If Lady had arrived in her wounded state and been treated with impatience and disapproval for being wounded, there's no way she would have been able to heal. Instead, she was treated with Love and with gentle, unfailing patience and nurturing.
If only we could help each other heal as easily.
Now of course dogs aren't complicated like we humans are - they are who they are without apology and they have no need to hide themselves. We, on the other hand, hide ourselves like crazy. We have a sense of shame when we admit to feeling injured or hurt, or we feel as though we're burdening someone to talk about our "problems". We've been taught that in many ways.....by seeing someone roll their eyes when we mention a hurt......by hearing "Be a man" or "Big girls don't cry" or "I've got my own problems - I don't need yours"....by hearing someone tell us we just need to get over it, that we're making a mountain out of a mole hill. We learn it isn't safe to express our pain because of the many ways in which people react to it (or from our own misinterpretation of another's words or actions that WE think mean we somehow aren't doing life "right"). We learn to shut up and stuff it all, because it's "safer" and no one will judge us for having our pain. We learn to hide.

************

Copy the passage about healing starting at "If Lady had" and ending at "heal as easily.", but swap "wounded" for "injured" throughout. The listing that comes next has no connection to the passage about healing.

# Material supplied
************

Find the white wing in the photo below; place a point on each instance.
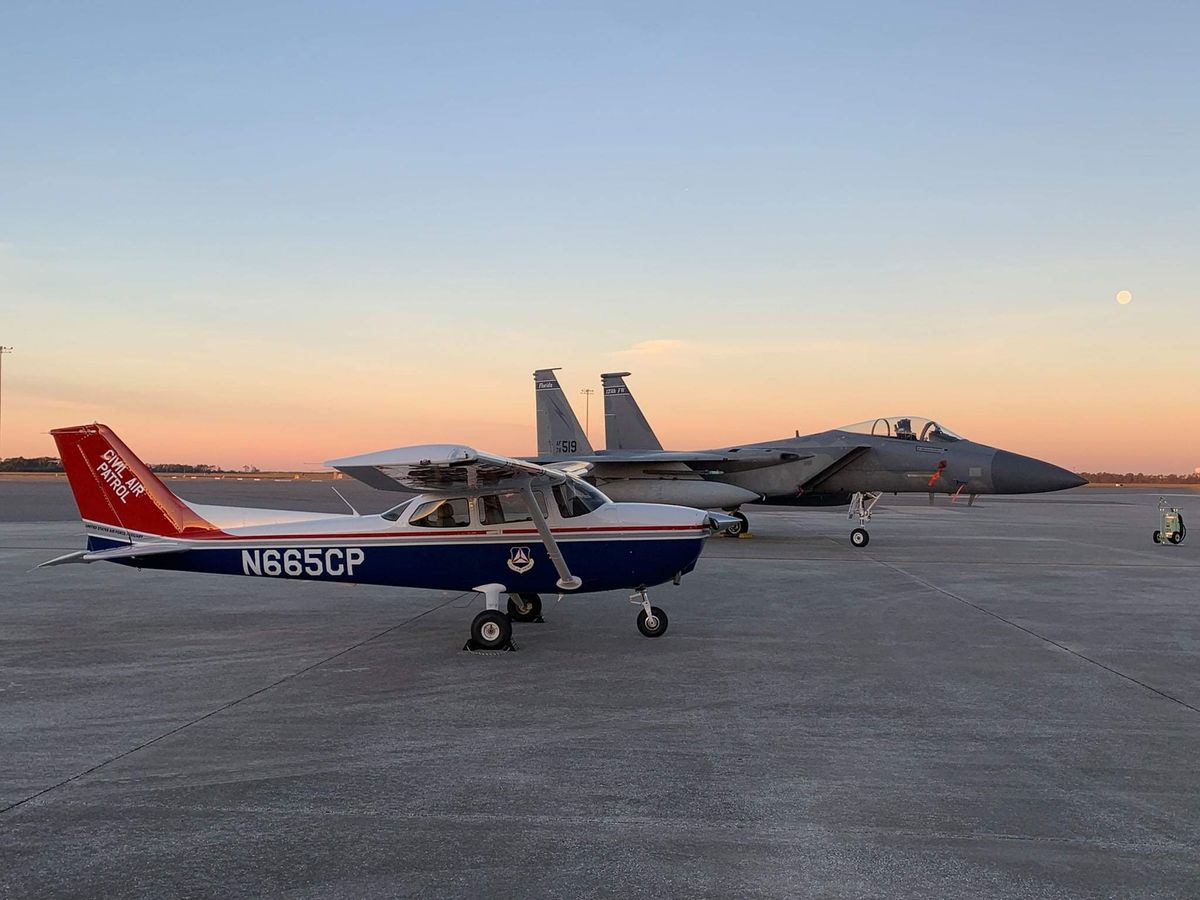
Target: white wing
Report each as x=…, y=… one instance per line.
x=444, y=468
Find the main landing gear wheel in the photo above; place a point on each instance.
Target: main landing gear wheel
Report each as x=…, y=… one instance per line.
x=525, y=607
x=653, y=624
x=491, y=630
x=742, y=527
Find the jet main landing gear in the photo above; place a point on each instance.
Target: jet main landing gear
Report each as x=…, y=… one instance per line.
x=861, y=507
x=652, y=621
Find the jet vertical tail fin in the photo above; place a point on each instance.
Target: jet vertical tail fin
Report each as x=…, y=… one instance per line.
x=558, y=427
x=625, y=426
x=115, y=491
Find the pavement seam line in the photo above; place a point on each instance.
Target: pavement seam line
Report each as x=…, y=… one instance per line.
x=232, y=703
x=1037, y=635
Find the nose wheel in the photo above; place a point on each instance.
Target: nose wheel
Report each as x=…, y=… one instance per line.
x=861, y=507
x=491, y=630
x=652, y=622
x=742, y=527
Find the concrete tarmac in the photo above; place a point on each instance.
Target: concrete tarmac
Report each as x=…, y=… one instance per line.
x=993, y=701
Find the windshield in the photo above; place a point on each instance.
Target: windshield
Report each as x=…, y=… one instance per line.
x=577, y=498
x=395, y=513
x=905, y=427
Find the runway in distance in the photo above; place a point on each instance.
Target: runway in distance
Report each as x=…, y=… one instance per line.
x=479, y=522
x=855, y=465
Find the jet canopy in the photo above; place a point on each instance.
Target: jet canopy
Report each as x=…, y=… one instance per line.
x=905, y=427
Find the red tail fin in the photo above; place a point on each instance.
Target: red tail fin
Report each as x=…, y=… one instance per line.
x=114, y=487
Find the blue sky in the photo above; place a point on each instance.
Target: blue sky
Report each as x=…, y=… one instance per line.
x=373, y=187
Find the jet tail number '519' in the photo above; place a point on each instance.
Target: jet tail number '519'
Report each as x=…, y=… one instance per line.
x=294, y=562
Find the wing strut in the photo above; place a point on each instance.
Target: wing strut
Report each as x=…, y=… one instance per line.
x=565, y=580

************

# Full response
If Lady had arrived in her injured state and been treated with impatience and disapproval for being injured, there's no way she would have been able to heal. Instead, she was treated with Love and with gentle, unfailing patience and nurturing.
If only we could help each other heal as easily.